PASSAGE:

☆ ☆ ☆

The Hall Heroult Proces is the major industrial process for the production of aluminum. In the Hall Heroult Process alumina, is dissolved in a carbon-lined bath of molten cryolite. Aluminum flouride, is also present to reduce the melting point of the cryolite. The mixture is electrolized, and liquid aluminum is produced at the cathode. The carbon anode is oxidized and bubbles away as carbon dioxide.
The liquid aluminum product is denser than the molten cryolite and sinks to the bottom of the bath where is it periodically collected. The top and sides of the bath are covered with a crust of solid cryolite which acts as thermal insulation electrical resistance within the bath provides sufficient heat to keep the cryolite molten.

☆ ☆ ☆

(Records from a point labeling set)
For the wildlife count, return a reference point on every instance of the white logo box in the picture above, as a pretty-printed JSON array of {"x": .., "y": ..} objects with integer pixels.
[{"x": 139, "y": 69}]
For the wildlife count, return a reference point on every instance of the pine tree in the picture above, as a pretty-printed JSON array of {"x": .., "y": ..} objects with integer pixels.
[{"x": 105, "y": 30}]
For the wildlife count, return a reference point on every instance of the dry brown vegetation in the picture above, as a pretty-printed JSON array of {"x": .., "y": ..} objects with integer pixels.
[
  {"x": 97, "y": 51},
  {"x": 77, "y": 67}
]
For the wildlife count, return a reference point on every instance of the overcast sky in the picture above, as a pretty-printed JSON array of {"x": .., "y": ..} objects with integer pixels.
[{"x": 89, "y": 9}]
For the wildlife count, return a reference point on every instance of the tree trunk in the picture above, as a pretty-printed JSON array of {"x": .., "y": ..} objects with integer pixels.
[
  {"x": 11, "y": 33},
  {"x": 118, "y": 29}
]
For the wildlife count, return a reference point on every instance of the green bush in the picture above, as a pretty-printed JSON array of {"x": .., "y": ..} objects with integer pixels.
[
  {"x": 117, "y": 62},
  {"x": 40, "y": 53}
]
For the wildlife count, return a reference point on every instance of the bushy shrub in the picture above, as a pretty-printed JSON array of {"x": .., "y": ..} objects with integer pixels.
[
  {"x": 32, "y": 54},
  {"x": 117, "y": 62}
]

☆ ☆ ☆

DIRECTIONS FOR THIS TASK: Please quote the full passage on the Hall Heroult process above, word for word.

RESULT FOR THIS EXERCISE:
The Hall Heroult Proces is the major industrial process for the production of aluminum. In the Hall Heroult Process alumina, is dissolved in a carbon-lined bath of molten cryolite. Aluminum flouride, is also present to reduce the melting point of the cryolite. The mixture is electrolized, and liquid aluminum is produced at the cathode. The carbon anode is oxidized and bubbles away as carbon dioxide.
The liquid aluminum product is denser than the molten cryolite and sinks to the bottom of the bath where is it periodically collected. The top and sides of the bath are covered with a crust of solid cryolite which acts as thermal insulation electrical resistance within the bath provides sufficient heat to keep the cryolite molten.